Thursday, January 19, 2023

Aerial meteors from San Diego: the Ryan FR and F2R Fireball

The Ryan Aeronautical Corporation of San Diego, California, is best known in the annals of early 20th century American aviation history for building the NYP (Spirit of St. Louis) parasol monoplane that Charles Lindbergh famously used to carry out the first non-stop solo flight across the Atlantic Ocean on May 20-21, 1927 as well as the M-1 mail plane and Brougham airliner, but also the ST sports aircraft and military trainer derivatives of the ST for the US armed forces (PT-16, PT-20, PT-21, PT-22, PT-25, NR), not to mention that it also developed the S-C three-seat utility monoplane and YO-51 Dragonfly prototype liaison aircraft. With the US entry into World War II, Ryan did not miss an opportunity to get involved in combat aircraft design, beginning with design studies in 1942 for the US Army Air Force and Navy for the Model 26 dive bomber and Model 27 interceptor, neither of which moved past the design phase. Not too long after the Americans defeated Japanese forces at the Battle of Tarawa in November 1943, Ryan had a stroke of luck when it built one of the world's first mixed jet/piston power combat planes, the FR Fireball, putting Ryan in the same league with Convair in producing a combat aircraft type in quantity in San Diego in World War II.

In late 1942, the US Navy's Bureau of Aeronautics announced a requirement for a fighter plane to utilize a composite piston/turbojet powerplant, an idea first suggested by US Navy Admiral John S. McCain Sr. (the grandfather of the late US Senator John McCain, himself a Vietnam War veteran and the unsuccessful Republican nominee for president in the 2008 presidential election), who noted that early jet engines had sluggish acceleration that would render a fighter aircraft with pure jet power unsafe and unsuitable for carrier operations. In response to this requirement, Ryan proposed the Model 28 fighter with one Wright R-1820 Cyclone radial piston engine and one General Electric J31 turbojet in the rear fuselage, the latter fed by ducts in each wing root, and this proposal was submitted to the Navy in December 1942. The Navy assigned the designation XFR-1 to the Model 28, and on February 11, 1943, a contract was signed for three prototypes (BuNos 48232/48234) plus a static test airframe, with the first two prototypes scheduled for delivery in 14 months. The FR-1 was officially christened Fireball, and on December 2, an order was placed for 100 production FR-1s (BuNos 39647/39746); the Fireball prototypes were known internally as Model 28-1 while the production FR-1 bore the company designation Model 28-2.
--------------------------------
• _Written task a_
Lay out the records as a numbered list, one line per item, with blank lines left out. Omit the pictures from your list.
The text about the Ryan Fireball and the records come from separate sources.

• _Excerpts of pointing data_
--------------------------------
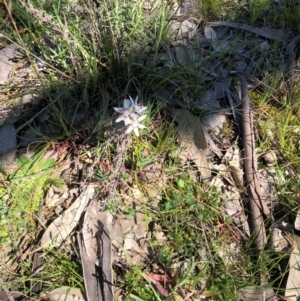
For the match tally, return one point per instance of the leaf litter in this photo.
(116, 238)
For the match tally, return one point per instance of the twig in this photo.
(258, 206)
(6, 291)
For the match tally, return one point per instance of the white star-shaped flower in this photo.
(135, 123)
(132, 115)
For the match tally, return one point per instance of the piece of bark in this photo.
(96, 255)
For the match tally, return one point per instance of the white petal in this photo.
(120, 119)
(141, 118)
(119, 110)
(132, 101)
(127, 104)
(127, 120)
(141, 109)
(136, 100)
(130, 128)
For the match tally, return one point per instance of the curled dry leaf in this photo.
(63, 225)
(297, 221)
(257, 293)
(65, 293)
(192, 141)
(293, 283)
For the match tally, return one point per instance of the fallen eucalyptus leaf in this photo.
(6, 64)
(63, 225)
(292, 290)
(256, 293)
(210, 33)
(297, 221)
(9, 135)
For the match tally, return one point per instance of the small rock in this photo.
(270, 158)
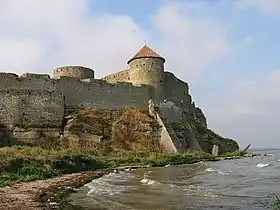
--------------------------------
• _Written task b_
Proceed with the article on the Ryan Fireball fighter, picking up right after its final sentence.

• _Expected answer a_
1. For the match tally, return one point per instance of the leaf litter in this photo.
2. (116, 238)
3. For the match tally, return one point per instance of the twig in this photo.
4. (258, 206)
5. (6, 291)
6. For the match tally, return one point per instance of the white star-shaped flower in this photo.
7. (135, 123)
8. (132, 115)
9. For the match tally, return one point per instance of the piece of bark in this photo.
10. (96, 255)
11. For the match tally, return one point per instance of the white petal in this photo.
12. (120, 119)
13. (141, 118)
14. (119, 110)
15. (132, 101)
16. (127, 104)
17. (127, 120)
18. (141, 109)
19. (136, 100)
20. (130, 128)
21. For the match tally, return one point per instance of the curled dry leaf in this photo.
22. (63, 225)
23. (297, 221)
24. (257, 293)
25. (65, 293)
26. (192, 141)
27. (293, 283)
28. For the match tally, return one point per instance of the fallen eucalyptus leaf in this photo.
29. (6, 64)
30. (63, 225)
31. (292, 290)
32. (256, 293)
33. (210, 33)
34. (297, 221)
35. (9, 135)
36. For the match tally, return one point per instance of the small rock in this photo.
37. (270, 158)

• _Expected answer b_
FR-1 Fireball (BuNo 39657) on display at the Planes of Fame Museum in Chino, California, photographed by me on April 13, 2019.

The FR-1 Fireball was 32 feet 4 in (9.86 meters) long with a wingspan of 40 feet (12.19 meters), a wing area of 275 square feet (25.5 m²), and a height of 13 feet 11 in (4.24 meters) (the XFR-1 prototypes measured 12 feet 3 in [3.75 meters] high). The Fireball was similar to the F2A Buffalo, F4F Wildcat, F6F Hellcat, and F8F Hellcat in the design of the inner wing section relative to the wing root, and the cockpit design bore uncanny resemblance to that of the F8F Bearcat. However, the most novel design feature of the FR-1 compared to the Buffalo, Wildcat, Hellcat, and Bearcat was the tricycle landing gear, which had been previously developed for the Douglas SB2D/BTD Destroyer and was also utilized for the Curtiss XF15C and Douglas TB2D Skypirate. Armament consisted of four .50 in (12.7 mm) Browning machine guns in the wing center section outboard of the air ducts for the turbojet, four 5 in (127 mm) HVAR unguided rockets under the outer wing panel, and two 1,000 lb (454 kg) bombs carried under hardpoints beneath the center wing section. The composite piston/turbojet powerplant demanded a piston engine whose output could be perfectly balanced with the maximum thrust of the auxiliary turbojet, and the R-1820 was chosen as the piston engine for the Fireball because its output was comparable to that of the R-1830 and significantly less than that of the R-2600, R-2800, R-3350, and R-4360, in which case the output of both the piston engine and turbojet combined would rival the amount of horsepower yielded by the piston engines used to power the Navy's most advanced carrier-based combat aircraft. Due to the location of the auxiliary turbojet in the rear fuselage, the cross-section of the rear fuselage was circular in contrast to the slab-shaped rear fuselage of the F4F Wildcat.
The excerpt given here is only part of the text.